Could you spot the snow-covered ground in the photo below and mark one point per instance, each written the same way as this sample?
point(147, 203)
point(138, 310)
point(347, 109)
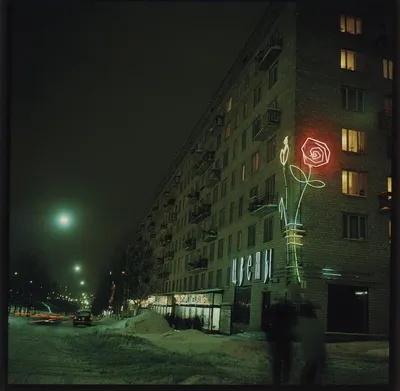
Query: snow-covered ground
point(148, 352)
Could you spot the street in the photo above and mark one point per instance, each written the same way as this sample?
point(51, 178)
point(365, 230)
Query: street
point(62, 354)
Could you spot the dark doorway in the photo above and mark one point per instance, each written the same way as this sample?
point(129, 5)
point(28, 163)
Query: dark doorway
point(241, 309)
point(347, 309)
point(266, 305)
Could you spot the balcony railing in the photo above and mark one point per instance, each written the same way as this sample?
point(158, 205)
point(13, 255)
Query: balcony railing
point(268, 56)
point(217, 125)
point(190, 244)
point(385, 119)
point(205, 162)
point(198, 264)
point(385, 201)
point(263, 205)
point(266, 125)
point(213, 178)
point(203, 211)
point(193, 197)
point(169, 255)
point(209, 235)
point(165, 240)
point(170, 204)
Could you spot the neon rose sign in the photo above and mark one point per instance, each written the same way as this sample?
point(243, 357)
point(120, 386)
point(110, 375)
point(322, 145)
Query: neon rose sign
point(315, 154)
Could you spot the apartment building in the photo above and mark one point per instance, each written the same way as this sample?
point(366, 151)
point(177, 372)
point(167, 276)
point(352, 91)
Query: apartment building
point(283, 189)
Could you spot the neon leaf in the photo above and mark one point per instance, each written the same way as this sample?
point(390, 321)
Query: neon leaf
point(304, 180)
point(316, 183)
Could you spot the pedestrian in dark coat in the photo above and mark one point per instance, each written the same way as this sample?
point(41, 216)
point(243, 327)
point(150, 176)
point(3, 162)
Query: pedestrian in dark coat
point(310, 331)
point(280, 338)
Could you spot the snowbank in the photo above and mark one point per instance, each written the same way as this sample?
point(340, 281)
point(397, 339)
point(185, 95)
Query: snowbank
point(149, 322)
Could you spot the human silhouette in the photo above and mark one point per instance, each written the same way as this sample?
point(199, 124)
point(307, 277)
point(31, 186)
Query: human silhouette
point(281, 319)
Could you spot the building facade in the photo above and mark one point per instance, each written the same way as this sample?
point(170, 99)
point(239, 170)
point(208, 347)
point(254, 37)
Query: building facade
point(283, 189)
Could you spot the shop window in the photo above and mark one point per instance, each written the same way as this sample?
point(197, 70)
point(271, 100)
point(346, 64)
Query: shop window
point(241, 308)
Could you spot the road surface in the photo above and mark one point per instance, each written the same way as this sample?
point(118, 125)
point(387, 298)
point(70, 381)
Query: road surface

——

__TASK INSTRUCTIONS__
Copy all of the material above word for word, leaving out the picture.

__EXERCISE OUTPUT__
Could you spot the snow-covered ground in the photo below and mark one point per instance, each written the same way as this sample?
point(147, 203)
point(138, 310)
point(347, 109)
Query: snow-covered ground
point(148, 352)
Could you spot the street in the photo above and mark one point per instance, each written the same way as this sample?
point(51, 178)
point(365, 230)
Query: street
point(62, 354)
Could you spot the dark doorway in the photo above and mark one point per instance, each written the same way as this sample?
point(129, 5)
point(28, 163)
Query: dark doorway
point(241, 309)
point(347, 309)
point(266, 305)
Could you spot the balcony railing in the photo above and mark one point per instance, each written the same way as this sample?
point(158, 205)
point(13, 255)
Query: balcony railing
point(268, 56)
point(217, 125)
point(190, 244)
point(385, 119)
point(205, 162)
point(198, 264)
point(385, 201)
point(263, 205)
point(266, 125)
point(213, 178)
point(203, 211)
point(193, 197)
point(169, 255)
point(209, 235)
point(165, 240)
point(170, 204)
Could you spot the neon rose sign in the photo above and mark one point per instance, each written the same way as this sample?
point(243, 357)
point(120, 386)
point(110, 375)
point(322, 145)
Query: neon rose sign
point(315, 154)
Could you spot the apartment building in the photo above and mark one point per instance, each written the same way as this sample?
point(366, 151)
point(177, 372)
point(167, 276)
point(352, 91)
Query: apartment building
point(283, 189)
Could you spot the neon leaf in the photo above and mark one point per instance, each written the same way as this sample?
point(390, 321)
Query: neon leaf
point(304, 180)
point(316, 183)
Could you spot the pedestrian in dark coat in the photo above and mark one point per instance, each written the same way as this sample?
point(41, 216)
point(243, 327)
point(150, 176)
point(3, 162)
Query: pedestrian in dark coat
point(310, 331)
point(280, 338)
Could you spot the snowbank in the photo above and mark one point per instance, each written the same way as this sample?
point(340, 281)
point(397, 339)
point(185, 95)
Query: snowbank
point(149, 322)
Could you spot the human silhouette in the photo above and mark one point per instance, each written the same way as this sample?
point(199, 124)
point(307, 277)
point(31, 186)
Query: human silhouette
point(281, 319)
Could you spot the building facade in the photo above and mark one point per instance, each written the same way as this sample?
point(170, 99)
point(239, 170)
point(208, 347)
point(254, 37)
Query: building facade
point(283, 189)
Could you spot the shop window in the photo above and mark one point per instance, each written the same way as this sample?
point(197, 70)
point(271, 100)
point(346, 64)
Query: shop window
point(241, 308)
Could you spot the road surface in the photo above and mark one point per instance, each written the same way as this sample?
point(118, 125)
point(387, 298)
point(70, 381)
Query: road surface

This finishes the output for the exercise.